→ **Textauszug**
<<<<

TikToks Versäumnisse
TikToks mangelnde rechtliche Bewertung dieser Rahmenbedingungen beeinträchtigte nicht nur die Wahl geeigneter Schutzmaßnahmen, sondern machte es auch unmöglich, die erforderliche „wesentliche Gleichwertigkeit“ beim Datenschutz zu garantieren.
Rechtliche Risiken in China
Die vollständige Entscheidungsbegründung der DPC liegt bislang nicht vor. Aus den bisherigen Mitteilungen lässt sich jedoch vermuten, dass die Bewertung unter anderem auf folgende chinesische Gesetze Bezug nimmt, die aus Sicht der DPC mit dem Schutzniveau der DSGVO nicht vereinbar sein dürften:
Article 51 Anti-Terrorism Law: The public security organs have the power to collect and gather related information and materials from relevant entities and individuals in the investigation of suspected terrorist activities. Such entities and individuals shall provide such information truthfully.

>>>>

→ **Extrahierte Daten**
<<<<

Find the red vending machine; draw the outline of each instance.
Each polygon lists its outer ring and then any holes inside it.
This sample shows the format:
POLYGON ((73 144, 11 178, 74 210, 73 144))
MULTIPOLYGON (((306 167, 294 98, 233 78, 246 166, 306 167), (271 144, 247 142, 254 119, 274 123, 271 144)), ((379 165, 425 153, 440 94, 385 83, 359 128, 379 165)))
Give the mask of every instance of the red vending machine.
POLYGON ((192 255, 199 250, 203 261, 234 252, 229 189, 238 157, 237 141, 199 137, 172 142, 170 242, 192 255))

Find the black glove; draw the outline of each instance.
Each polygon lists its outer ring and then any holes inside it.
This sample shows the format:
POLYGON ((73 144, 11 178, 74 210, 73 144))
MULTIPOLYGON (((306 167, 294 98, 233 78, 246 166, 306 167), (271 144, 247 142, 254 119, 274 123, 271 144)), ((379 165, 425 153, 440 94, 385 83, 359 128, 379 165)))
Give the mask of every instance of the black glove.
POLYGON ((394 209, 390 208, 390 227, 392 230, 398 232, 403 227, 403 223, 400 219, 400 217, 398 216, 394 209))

>>>>

→ **Aufgabe 1**
Beantworte zum Textauszug über TikTok und chinesisches Recht diese Fragen:
(a) Was konnte TikTok wegen der mangelnden rechtlichen Bewertung nicht garantieren?
(b) Was liegt laut Text bislang noch nicht vor?
(c) Welche Befugnis haben die „public security organs“ nach Article 51 des Anti-Terrorism Law?
→ **Aufgabe 2**
Stelle sämtliche Zeilen der Datensätze als JSON-Liste von Zeichenketten dar, mit einer Zeichenkette pro Zeile und ohne Leerzeilen.

→ **Vollständige Lösung 1**
(a) Die erforderliche „wesentliche Gleichwertigkeit“ beim Datenschutz.
(b) Die vollständige Entscheidungsbegründung der DPC.
(c) Bei Ermittlungen zu mutmaßlichen terroristischen Aktivitäten dürfen sie einschlägige Informationen und Materialien von den betreffenden Stellen und Personen sammeln.

→ **Vollständige Lösung 2**
[
  "Find the red vending machine; draw the outline of each instance.",
  "Each polygon lists its outer ring and then any holes inside it.",
  "This sample shows the format:",
  "POLYGON ((73 144, 11 178, 74 210, 73 144))",
  "MULTIPOLYGON (((306 167, 294 98, 233 78, 246 166, 306 167), (271 144, 247 142, 254 119, 274 123, 271 144)), ((379 165, 425 153, 440 94, 385 83, 359 128, 379 165)))",
  "Give the mask of every instance of the red vending machine.",
  "POLYGON ((192 255, 199 250, 203 261, 234 252, 229 189, 238 157, 237 141, 199 137, 172 142, 170 242, 192 255))",
  "Find the black glove; draw the outline of each instance.",
  "Each polygon lists its outer ring and then any holes inside it.",
  "This sample shows the format:",
  "POLYGON ((73 144, 11 178, 74 210, 73 144))",
  "MULTIPOLYGON (((306 167, 294 98, 233 78, 246 166, 306 167), (271 144, 247 142, 254 119, 274 123, 271 144)), ((379 165, 425 153, 440 94, 385 83, 359 128, 379 165)))",
  "Give the mask of every instance of the black glove.",
  "POLYGON ((394 209, 390 208, 390 227, 392 230, 398 232, 403 227, 403 223, 400 219, 400 217, 398 216, 394 209))"
]